• Task
Nothing in the data should change when you return it, but leave the pictures out.

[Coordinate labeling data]
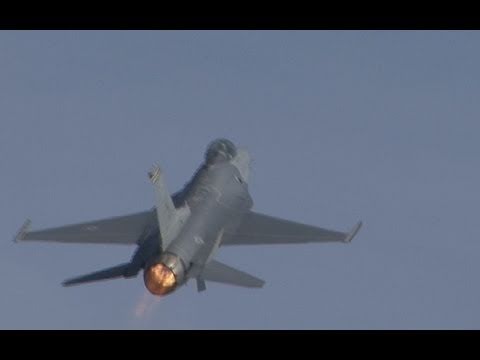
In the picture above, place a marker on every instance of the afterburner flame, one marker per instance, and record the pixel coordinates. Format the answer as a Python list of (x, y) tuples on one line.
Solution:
[(159, 279)]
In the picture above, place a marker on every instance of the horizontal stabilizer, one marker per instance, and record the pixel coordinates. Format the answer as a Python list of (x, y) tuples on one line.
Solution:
[(105, 274), (217, 272)]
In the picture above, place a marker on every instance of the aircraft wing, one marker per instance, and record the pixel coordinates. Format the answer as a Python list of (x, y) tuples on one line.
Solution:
[(127, 229), (260, 229)]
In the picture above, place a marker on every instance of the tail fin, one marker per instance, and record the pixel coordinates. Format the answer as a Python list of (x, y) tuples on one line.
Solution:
[(170, 219), (105, 274), (217, 272)]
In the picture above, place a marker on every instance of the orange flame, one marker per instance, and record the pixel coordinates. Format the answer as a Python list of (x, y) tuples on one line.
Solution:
[(159, 279)]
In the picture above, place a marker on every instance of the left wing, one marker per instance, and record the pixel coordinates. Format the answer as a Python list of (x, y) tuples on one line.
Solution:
[(127, 229), (260, 229)]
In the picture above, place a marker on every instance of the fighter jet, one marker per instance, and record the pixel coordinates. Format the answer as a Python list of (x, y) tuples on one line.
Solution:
[(178, 238)]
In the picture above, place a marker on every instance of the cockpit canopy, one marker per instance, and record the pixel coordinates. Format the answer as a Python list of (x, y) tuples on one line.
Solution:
[(220, 150)]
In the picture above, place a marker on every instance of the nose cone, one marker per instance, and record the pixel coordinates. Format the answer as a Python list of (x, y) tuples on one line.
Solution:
[(220, 150), (159, 279)]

• The completed task
In the picture above, place a marker on every instance of the afterburner flame, one marker per instance, and record the pixel coordinates. Format the answer as a Python list of (x, y) tuples on one line.
Solution:
[(159, 279)]
In the picture above, place a marker on every instance of the horizontal stabilizer, one marker per instance, and record the pixel coordinates. Format the answer as a Python list of (x, y) tuples on one line.
Solution:
[(105, 274), (217, 272)]
In the picture above, place a marker on every instance of the aircraft wing, one marker per instance, and record the pixel coordinates. Format the answer as a Python list of (x, y) tuples on one line.
Solution:
[(127, 229), (260, 229)]
In the picture above, place a marker on every instance of the tail fin, one marker per instance, and record the pixel coordinates. Format the answer as a Python list of (x, y) tuples on one line.
Solution:
[(170, 219), (105, 274), (217, 272)]
In the picture above, place a marker on every instance of the orange flame, one marker per instance, and record the pixel coordinates. Format the answer as a Python list of (x, y) tuples on one line.
Solution:
[(159, 279)]
In the picture above, place a marker on every instance of the left wing, one marker per instance, and record the pixel coordinates. Format the answer as a Python list of (x, y) tuples on one line.
Solution:
[(127, 229), (260, 229)]
In the picture above, place a marker on every instance of the fighter jet, one marker per instance, and record the pixel coordinates. Format the answer as a Python list of (x, y) tuples on one line.
Solution:
[(178, 238)]
In the picture above, place a marker on every instance of the cockpit canopy, one marker per instance, and record the pixel coordinates. Format the answer as a Python list of (x, y) tuples on one line.
Solution:
[(220, 150)]
In the picture above, place a marker on every instance of the nose cone, one marker per instance, and record the pixel coordinates. Format the answer as a Python list of (x, y) tuples on one line.
Solution:
[(220, 150), (159, 279)]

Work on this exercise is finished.